%%

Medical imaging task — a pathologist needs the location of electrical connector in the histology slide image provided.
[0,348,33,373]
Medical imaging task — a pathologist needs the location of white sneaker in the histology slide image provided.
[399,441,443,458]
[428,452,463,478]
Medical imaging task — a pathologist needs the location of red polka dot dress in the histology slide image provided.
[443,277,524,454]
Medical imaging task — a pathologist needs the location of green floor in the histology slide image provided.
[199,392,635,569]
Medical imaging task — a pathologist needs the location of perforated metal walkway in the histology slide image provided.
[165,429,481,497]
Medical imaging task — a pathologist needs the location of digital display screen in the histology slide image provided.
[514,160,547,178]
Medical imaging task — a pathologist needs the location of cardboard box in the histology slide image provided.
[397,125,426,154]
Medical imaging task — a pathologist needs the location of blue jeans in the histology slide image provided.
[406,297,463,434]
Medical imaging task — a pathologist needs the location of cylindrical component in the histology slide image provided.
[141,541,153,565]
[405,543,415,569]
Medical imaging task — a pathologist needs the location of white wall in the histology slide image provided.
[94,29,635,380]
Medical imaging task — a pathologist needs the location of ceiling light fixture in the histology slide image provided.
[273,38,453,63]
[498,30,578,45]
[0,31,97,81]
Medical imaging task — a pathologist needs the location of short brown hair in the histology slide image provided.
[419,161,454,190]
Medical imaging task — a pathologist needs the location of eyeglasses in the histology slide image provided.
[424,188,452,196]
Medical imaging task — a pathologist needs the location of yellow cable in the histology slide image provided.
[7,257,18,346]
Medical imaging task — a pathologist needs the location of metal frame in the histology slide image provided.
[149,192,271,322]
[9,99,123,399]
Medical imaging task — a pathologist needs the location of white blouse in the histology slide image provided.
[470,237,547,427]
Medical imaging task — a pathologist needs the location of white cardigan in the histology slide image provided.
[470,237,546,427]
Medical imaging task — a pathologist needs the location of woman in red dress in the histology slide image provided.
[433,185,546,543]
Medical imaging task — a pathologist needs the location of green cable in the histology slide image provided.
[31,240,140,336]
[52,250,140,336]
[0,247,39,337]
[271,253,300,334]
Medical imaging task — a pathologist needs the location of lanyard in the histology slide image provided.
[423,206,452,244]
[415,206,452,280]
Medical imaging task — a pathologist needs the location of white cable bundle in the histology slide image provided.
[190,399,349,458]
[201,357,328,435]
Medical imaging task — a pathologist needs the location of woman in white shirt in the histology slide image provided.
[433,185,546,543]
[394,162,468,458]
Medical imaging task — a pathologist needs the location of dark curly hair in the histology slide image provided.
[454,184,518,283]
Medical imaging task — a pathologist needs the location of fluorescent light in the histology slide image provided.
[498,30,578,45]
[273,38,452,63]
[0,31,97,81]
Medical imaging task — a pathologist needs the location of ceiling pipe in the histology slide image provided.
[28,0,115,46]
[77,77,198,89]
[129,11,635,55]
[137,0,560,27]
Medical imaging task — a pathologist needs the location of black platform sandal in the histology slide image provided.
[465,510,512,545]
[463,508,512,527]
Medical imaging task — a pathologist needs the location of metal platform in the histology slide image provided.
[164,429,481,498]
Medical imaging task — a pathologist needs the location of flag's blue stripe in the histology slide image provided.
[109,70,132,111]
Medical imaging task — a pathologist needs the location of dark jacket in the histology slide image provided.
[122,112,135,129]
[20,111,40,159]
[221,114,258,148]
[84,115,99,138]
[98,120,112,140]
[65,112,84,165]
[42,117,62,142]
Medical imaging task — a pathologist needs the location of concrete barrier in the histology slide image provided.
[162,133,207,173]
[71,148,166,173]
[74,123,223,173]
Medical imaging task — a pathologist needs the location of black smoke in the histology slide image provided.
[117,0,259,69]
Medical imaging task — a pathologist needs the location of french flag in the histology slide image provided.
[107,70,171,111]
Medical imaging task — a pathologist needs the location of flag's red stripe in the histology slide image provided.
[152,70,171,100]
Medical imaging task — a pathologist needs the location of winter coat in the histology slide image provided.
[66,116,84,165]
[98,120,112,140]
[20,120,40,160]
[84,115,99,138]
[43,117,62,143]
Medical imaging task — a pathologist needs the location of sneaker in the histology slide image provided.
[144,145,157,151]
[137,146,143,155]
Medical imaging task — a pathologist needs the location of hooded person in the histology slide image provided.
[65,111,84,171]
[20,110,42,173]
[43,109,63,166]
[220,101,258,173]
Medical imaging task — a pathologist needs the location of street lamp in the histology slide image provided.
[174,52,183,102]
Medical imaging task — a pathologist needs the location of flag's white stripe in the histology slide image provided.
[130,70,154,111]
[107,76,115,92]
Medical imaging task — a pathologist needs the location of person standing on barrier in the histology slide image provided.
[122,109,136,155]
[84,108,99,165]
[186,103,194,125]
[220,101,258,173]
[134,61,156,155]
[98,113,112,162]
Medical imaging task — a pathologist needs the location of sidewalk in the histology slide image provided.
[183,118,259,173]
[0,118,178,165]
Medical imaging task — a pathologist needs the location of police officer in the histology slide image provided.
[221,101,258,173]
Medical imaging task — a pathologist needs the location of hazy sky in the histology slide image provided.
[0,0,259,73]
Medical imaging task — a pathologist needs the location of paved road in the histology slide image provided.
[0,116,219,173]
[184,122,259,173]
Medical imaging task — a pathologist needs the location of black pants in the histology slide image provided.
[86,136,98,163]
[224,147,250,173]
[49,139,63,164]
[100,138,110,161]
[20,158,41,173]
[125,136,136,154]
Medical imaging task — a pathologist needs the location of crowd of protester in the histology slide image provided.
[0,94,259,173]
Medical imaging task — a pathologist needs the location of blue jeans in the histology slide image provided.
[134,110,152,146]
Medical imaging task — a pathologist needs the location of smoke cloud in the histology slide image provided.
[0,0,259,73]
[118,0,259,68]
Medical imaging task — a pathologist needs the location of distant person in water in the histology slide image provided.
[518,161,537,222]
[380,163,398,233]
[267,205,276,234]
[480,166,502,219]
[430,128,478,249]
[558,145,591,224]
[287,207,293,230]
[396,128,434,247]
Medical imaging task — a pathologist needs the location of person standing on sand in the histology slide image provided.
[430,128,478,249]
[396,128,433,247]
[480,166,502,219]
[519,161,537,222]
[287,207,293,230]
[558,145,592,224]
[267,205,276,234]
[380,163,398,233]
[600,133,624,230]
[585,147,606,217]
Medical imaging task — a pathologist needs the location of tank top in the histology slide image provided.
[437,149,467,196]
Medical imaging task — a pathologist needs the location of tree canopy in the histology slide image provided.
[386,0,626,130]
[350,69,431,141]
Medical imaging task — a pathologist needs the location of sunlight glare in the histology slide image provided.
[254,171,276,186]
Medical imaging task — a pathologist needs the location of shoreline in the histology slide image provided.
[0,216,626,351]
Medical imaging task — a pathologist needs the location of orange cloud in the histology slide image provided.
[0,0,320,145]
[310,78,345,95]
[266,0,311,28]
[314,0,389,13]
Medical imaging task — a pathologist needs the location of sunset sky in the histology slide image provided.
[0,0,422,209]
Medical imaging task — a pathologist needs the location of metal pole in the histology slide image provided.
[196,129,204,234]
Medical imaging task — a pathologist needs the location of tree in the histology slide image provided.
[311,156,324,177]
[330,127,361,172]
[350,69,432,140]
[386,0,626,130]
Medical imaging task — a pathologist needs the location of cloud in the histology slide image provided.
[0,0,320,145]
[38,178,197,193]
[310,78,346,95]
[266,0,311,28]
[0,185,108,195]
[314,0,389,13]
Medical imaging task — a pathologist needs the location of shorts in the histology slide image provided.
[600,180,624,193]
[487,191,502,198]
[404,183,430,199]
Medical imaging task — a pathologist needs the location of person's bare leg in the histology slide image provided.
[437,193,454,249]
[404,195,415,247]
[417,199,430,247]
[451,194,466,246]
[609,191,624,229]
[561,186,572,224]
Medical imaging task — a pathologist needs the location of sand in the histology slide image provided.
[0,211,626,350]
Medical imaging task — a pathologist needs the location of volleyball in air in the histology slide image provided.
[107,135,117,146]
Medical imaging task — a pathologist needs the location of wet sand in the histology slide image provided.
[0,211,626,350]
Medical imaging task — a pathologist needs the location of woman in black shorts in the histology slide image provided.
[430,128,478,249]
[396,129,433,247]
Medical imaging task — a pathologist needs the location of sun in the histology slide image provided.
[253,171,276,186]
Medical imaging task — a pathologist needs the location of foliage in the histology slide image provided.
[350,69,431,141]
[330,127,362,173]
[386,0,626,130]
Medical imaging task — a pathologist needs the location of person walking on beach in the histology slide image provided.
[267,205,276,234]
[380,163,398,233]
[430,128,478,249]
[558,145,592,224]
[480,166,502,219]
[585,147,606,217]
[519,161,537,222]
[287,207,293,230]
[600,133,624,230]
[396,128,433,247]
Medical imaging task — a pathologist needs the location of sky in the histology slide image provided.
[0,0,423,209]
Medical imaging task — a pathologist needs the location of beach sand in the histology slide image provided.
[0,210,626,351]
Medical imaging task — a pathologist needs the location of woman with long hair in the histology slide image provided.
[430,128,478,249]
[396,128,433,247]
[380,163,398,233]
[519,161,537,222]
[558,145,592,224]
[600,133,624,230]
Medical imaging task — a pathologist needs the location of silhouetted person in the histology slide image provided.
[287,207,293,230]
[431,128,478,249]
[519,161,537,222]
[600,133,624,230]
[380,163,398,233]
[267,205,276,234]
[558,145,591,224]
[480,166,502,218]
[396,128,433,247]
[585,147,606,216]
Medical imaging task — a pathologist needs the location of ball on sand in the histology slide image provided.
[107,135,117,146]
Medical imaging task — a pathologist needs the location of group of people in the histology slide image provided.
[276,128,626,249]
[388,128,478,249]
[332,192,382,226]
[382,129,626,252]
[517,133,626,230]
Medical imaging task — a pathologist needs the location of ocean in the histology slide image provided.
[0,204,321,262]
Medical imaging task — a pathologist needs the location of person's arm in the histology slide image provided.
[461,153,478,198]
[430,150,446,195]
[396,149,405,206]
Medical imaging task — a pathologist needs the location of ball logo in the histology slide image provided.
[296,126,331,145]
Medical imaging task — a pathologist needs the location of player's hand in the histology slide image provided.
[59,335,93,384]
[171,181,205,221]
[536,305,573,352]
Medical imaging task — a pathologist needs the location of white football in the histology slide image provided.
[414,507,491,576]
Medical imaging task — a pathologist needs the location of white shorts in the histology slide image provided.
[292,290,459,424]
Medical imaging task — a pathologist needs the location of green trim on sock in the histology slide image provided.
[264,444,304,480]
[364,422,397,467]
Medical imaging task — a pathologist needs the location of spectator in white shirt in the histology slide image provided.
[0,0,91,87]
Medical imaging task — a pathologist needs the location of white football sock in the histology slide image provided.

%%

Directive: Please reproduce every line above, starting at the one containing "officer in the histology slide image provided." and ending at the one containing "[184,122,259,173]", and raise each bounding box coordinate in that span by 89.

Reply to the task:
Medical imaging task — a pathologist needs the location of police officer in the histology slide image provided.
[310,190,347,262]
Medical imaging task — a pathologist needs the location of hazy sky in the histology slide image provided.
[89,89,348,162]
Medical imaging task — a pathologist needs the location of paved road in the histology slide image provided.
[89,205,308,262]
[273,211,348,262]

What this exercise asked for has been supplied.